---------- SELECTED EXCERPT ----------

One of the major strengths of science, in my eyes, is that it does not rely on authority. In other words, nothing is true just because a well-respected person says it’s true; there should always be evidence and a rational basis supporting an argument. The constant progress of science means that old ideas are continually challenged and tweaked and replaced – and I think that’s great. However, because ‘science’ is inextricably linked to the people who carry it out, building on scientific knowledge can be prone to error and all the fallibility and foibles of being human. One measure, now integral to research, in place to help iron out such problems is the peer review process.
In essence, the peer review process means that a scientific manuscript will be sent out to (often anonymous) experts in the field, who advise the publishing journal whether or not to accept the paper, as well as offering criticisms and comments on the data, arguments and conclusions of the paper. This serves to ensure poorly substantiated science is less likely to be published, while honing the quality of that which is. Differing journals can have very different approaches to the process, however, and individual reviewers can also vary in their attitude to critiquing papers. On occasion, good papers can be rejected because a reviewer misinterprets the paper or otherwise disagrees with the manuscript. On the flip side, poor science can make it through review if a multi-part paper contains one important finding, with other more dubious research shoe-horned in with it (or for other reasons).

---------- ENTRIES PROVIDED ----------

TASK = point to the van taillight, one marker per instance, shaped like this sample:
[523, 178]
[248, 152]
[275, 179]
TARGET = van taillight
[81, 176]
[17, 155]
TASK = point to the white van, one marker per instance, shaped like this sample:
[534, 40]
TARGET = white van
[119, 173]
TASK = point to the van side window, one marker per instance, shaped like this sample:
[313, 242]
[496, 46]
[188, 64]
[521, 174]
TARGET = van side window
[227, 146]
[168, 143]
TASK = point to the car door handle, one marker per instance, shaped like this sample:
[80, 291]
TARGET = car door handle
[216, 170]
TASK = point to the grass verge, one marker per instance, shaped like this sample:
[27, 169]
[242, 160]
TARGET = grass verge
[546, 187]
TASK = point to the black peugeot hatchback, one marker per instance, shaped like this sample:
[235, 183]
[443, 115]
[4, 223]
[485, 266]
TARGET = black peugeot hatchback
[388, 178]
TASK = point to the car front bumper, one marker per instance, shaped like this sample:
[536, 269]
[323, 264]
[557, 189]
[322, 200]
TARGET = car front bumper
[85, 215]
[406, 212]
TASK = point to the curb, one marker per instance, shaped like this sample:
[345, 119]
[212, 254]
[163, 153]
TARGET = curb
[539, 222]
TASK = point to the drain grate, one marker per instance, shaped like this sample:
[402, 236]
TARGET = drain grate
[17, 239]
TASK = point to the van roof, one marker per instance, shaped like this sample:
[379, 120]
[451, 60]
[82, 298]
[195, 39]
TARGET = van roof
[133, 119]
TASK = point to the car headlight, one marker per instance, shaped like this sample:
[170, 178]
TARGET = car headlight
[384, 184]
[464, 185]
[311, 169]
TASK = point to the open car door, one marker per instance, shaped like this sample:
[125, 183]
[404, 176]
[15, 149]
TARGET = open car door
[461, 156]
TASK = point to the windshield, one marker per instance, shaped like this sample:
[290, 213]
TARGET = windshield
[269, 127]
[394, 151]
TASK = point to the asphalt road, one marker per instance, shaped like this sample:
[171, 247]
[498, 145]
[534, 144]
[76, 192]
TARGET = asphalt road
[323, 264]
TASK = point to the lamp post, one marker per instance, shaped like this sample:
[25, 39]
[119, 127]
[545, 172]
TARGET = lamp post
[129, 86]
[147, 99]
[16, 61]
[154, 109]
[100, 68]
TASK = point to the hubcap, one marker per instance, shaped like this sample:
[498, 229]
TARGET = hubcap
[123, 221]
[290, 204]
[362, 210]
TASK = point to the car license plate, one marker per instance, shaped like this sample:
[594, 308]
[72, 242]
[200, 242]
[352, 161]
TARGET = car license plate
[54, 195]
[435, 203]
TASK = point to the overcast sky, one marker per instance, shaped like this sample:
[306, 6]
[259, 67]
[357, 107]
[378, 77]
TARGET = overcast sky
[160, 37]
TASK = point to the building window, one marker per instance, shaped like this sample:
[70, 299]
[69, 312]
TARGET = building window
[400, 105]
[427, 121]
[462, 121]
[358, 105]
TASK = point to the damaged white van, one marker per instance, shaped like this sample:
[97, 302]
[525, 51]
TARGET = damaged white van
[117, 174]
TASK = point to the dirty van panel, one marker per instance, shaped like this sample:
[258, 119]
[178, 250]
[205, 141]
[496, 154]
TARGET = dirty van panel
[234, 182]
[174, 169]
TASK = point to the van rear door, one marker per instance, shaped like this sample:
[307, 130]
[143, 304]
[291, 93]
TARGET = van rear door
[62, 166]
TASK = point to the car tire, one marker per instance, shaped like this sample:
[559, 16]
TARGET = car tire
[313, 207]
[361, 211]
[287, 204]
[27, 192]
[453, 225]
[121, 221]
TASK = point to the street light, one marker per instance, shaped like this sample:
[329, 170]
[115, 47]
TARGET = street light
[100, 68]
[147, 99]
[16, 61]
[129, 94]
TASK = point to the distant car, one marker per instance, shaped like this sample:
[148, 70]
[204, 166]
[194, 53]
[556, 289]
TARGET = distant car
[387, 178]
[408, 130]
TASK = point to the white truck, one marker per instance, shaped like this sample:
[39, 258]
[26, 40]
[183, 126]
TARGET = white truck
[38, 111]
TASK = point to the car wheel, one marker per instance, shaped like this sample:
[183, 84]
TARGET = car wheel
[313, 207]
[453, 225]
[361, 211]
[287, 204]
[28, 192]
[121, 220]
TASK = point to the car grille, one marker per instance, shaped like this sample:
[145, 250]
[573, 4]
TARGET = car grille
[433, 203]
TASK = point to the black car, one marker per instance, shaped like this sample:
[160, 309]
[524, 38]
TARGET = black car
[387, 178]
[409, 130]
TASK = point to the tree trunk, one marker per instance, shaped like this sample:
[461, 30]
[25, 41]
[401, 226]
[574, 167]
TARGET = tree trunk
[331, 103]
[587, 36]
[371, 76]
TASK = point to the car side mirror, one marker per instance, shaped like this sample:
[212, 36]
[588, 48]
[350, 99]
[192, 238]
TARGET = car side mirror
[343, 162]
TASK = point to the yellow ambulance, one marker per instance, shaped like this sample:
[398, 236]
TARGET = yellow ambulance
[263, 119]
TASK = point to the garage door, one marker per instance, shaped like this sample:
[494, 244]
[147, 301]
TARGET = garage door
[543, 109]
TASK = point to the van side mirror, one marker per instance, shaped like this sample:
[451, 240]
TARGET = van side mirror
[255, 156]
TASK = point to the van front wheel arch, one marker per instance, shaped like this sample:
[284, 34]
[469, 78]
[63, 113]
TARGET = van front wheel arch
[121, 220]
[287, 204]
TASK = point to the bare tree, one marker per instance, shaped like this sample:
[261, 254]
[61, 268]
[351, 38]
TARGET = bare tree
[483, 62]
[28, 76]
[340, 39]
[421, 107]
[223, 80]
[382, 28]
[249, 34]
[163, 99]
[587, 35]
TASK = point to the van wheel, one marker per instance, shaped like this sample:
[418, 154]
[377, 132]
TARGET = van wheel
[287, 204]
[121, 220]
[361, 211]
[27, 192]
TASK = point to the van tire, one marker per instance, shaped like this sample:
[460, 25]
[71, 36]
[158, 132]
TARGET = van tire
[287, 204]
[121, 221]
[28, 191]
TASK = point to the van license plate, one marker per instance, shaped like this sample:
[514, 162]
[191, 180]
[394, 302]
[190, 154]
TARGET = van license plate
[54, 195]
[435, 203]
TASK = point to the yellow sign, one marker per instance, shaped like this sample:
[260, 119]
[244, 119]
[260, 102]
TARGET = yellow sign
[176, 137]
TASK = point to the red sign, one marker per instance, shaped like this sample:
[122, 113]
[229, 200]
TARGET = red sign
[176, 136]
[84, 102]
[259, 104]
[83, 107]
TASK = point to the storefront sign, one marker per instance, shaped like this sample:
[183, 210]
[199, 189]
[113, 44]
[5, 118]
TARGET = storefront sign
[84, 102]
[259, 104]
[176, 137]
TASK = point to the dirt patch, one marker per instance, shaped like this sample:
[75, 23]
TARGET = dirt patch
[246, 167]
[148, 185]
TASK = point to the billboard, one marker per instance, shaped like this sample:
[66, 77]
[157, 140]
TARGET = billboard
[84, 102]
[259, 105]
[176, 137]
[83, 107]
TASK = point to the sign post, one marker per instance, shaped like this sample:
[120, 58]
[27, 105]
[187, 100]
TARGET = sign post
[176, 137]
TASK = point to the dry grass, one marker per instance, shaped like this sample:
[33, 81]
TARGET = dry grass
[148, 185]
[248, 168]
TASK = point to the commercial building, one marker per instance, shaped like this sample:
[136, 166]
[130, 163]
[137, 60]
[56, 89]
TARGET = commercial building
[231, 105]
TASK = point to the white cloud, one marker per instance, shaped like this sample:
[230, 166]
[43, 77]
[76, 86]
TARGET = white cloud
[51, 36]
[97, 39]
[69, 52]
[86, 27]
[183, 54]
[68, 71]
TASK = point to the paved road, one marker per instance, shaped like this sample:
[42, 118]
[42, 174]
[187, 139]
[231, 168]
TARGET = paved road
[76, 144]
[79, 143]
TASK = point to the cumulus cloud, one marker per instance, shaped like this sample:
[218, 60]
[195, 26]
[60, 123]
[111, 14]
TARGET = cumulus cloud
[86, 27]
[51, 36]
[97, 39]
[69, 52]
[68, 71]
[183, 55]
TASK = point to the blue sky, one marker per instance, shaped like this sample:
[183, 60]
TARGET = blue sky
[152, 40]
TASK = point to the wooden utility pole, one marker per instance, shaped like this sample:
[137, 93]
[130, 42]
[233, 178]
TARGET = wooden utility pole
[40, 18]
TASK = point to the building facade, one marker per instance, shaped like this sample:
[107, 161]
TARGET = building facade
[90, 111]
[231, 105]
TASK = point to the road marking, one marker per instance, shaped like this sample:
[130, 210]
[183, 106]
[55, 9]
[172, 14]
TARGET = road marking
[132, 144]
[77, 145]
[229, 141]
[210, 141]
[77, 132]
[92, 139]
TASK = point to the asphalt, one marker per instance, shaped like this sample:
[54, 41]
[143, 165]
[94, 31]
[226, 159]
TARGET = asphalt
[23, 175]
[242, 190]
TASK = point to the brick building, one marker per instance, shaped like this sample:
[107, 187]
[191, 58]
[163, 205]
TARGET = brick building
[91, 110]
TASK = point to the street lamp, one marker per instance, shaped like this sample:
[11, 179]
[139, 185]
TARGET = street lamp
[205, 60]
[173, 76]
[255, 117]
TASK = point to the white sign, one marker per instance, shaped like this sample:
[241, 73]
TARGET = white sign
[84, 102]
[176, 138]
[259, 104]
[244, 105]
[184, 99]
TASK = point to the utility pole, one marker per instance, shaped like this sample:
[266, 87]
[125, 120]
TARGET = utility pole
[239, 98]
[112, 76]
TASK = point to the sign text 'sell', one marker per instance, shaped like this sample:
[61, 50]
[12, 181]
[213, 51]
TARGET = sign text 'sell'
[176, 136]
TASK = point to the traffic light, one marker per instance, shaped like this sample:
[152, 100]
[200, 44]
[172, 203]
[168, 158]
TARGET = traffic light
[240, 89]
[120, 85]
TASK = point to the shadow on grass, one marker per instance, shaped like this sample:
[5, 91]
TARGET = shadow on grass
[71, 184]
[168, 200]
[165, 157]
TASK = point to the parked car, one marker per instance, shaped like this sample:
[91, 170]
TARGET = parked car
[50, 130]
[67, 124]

----------

▸ **STATED GOAL 1**: Please set down everything in the passage on peer review from "One of the major" down to "peer review process.", word for word.
▸ **STATED GOAL 2**: Identify and copy every line in the rows that contains the string "wheel". Case counts.

▸ **FINAL ANSWER 1**:
One of the major strengths of science, in my eyes, is that it does not rely on authority. In other words, nothing is true just because a well-respected person says it’s true; there should always be evidence and a rational basis supporting an argument. The constant progress of science means that old ideas are continually challenged and tweaked and replaced – and I think that’s great. However, because ‘science’ is inextricably linked to the people who carry it out, building on scientific knowledge can be prone to error and all the fallibility and foibles of being human. One measure, now integral to research, in place to help iron out such problems is the peer review process.

▸ **FINAL ANSWER 2**:
TASK = point to the car wheel, one marker per instance, shaped like this sample:
TARGET = car wheel
TASK = point to the van front wheel arch, one marker per instance, shaped like this sample:
TARGET = van front wheel arch
TASK = point to the van wheel, one marker per instance, shaped like this sample:
TARGET = van wheel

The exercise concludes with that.